"""

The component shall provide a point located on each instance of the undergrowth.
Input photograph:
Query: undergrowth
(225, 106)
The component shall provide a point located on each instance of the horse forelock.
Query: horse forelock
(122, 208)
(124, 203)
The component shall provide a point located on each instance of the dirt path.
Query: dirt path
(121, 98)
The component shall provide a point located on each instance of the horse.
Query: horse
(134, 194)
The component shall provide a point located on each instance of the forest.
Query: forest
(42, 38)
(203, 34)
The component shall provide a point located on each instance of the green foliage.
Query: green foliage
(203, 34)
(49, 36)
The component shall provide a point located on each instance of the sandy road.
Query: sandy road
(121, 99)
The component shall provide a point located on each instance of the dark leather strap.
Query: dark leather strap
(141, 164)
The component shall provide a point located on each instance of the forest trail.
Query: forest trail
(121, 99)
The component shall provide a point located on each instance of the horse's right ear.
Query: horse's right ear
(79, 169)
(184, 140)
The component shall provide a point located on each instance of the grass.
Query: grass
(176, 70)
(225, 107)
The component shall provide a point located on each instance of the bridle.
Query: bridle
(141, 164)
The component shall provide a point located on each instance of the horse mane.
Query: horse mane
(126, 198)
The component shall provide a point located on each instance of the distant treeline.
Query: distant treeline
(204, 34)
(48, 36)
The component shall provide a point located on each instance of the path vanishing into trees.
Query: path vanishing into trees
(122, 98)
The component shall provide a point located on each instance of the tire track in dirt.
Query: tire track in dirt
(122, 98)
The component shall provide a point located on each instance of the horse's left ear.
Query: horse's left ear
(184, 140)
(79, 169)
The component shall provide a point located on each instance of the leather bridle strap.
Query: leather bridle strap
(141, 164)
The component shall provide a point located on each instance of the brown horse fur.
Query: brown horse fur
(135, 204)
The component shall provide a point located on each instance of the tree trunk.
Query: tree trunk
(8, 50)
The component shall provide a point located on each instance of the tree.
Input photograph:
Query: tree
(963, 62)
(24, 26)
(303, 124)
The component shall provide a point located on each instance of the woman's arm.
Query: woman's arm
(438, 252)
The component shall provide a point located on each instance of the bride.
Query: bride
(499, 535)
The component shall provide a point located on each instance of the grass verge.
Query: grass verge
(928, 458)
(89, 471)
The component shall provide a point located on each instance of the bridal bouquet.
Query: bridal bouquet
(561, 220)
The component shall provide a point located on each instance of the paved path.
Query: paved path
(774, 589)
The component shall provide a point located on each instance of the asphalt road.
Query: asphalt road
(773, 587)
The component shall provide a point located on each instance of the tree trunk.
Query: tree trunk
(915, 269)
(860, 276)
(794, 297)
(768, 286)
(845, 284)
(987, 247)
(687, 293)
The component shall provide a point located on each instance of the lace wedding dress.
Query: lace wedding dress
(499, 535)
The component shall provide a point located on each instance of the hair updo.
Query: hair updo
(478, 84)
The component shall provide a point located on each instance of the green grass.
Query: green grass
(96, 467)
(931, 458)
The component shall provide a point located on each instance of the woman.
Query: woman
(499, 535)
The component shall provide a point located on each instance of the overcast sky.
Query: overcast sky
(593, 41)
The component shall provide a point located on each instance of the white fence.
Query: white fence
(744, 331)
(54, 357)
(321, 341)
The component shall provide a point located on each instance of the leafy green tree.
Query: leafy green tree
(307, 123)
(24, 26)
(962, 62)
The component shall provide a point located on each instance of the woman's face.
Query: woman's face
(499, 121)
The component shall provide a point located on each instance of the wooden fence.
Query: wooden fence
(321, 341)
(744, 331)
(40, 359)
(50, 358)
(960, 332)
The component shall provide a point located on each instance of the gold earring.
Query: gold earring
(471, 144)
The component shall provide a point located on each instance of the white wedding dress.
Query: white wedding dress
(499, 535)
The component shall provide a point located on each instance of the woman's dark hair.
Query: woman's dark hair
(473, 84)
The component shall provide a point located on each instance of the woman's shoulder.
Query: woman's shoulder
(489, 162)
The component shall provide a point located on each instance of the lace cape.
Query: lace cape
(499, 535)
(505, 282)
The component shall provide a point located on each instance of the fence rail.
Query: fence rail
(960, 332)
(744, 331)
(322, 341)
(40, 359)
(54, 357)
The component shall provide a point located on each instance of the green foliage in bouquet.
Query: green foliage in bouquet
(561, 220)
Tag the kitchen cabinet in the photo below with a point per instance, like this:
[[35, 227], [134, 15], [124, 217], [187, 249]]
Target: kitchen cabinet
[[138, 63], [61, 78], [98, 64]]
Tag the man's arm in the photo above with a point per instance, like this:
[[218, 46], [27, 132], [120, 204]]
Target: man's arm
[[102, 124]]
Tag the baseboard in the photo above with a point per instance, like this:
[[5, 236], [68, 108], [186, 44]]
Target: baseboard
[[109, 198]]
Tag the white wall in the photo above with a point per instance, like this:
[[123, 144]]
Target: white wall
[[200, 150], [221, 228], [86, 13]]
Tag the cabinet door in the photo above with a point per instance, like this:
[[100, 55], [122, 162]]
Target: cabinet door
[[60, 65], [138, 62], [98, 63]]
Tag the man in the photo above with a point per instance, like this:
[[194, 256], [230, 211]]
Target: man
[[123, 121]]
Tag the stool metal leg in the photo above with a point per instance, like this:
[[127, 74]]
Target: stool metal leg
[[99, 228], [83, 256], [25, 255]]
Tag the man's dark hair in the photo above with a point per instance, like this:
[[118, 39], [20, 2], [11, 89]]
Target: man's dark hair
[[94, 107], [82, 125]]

"""
"""

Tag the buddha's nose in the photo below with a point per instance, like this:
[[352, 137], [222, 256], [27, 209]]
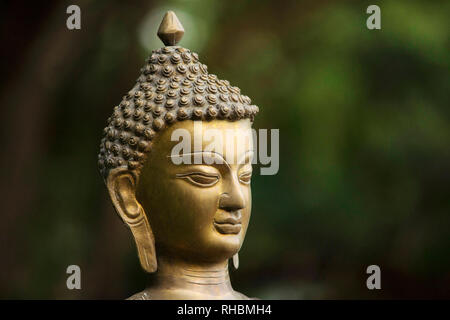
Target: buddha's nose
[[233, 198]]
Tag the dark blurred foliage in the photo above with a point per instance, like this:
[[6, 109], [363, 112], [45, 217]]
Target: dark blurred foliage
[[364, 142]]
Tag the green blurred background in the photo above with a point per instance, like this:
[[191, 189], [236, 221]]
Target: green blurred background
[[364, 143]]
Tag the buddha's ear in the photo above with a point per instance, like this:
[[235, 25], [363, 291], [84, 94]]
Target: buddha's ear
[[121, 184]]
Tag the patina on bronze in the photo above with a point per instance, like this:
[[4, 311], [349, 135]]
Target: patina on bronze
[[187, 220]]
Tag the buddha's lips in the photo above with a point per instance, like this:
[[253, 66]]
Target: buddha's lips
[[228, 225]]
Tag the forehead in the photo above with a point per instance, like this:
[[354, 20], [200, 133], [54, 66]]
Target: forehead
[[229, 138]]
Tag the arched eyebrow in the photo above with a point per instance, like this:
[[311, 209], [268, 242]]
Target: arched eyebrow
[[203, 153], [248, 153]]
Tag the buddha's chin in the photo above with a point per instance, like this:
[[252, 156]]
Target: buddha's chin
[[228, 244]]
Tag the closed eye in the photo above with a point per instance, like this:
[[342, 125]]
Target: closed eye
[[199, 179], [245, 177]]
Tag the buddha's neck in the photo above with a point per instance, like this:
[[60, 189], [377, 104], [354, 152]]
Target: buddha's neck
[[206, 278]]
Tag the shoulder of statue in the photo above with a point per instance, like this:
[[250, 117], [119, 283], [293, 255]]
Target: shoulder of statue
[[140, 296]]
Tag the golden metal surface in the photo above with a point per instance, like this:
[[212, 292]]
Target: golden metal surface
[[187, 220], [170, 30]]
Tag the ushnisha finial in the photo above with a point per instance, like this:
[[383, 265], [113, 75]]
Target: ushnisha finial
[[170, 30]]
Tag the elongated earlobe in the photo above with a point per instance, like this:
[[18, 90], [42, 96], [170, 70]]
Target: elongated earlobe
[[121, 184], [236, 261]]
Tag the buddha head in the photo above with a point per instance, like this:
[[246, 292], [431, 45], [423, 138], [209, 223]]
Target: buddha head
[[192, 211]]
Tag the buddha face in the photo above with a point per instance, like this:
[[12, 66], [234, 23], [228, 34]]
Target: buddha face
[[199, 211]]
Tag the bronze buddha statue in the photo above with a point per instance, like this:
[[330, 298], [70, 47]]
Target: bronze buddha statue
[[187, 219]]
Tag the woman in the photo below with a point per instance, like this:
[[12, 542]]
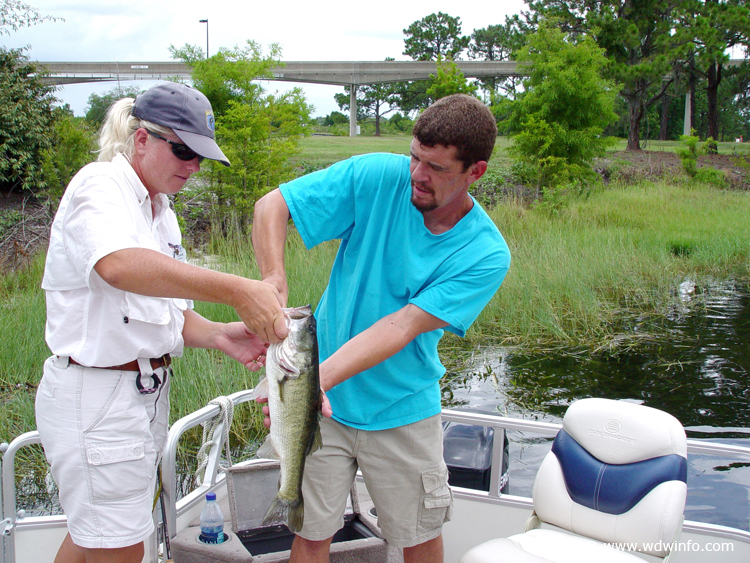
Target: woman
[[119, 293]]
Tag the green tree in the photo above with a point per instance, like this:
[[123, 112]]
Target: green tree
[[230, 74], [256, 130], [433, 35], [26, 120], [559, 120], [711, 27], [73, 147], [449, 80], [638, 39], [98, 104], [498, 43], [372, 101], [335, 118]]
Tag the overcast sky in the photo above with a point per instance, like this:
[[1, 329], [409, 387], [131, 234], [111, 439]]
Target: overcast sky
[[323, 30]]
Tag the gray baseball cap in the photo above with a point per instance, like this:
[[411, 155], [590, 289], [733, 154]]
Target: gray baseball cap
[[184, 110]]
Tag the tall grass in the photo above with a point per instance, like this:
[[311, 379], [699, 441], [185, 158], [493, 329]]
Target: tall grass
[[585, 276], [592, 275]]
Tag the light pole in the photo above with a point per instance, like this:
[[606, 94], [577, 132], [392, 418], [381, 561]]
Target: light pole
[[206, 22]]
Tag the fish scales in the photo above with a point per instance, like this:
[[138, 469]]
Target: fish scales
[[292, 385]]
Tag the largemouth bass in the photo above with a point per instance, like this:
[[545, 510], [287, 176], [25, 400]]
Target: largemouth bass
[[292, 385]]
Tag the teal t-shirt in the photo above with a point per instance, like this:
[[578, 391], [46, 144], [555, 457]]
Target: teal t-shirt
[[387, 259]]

"""

Instructions for the task →
List every line of the listing above that contains the string "ushnisha".

Result of this task →
Tag the ushnisha finial in the photo above with a point per instance, like this:
Target: ushnisha finial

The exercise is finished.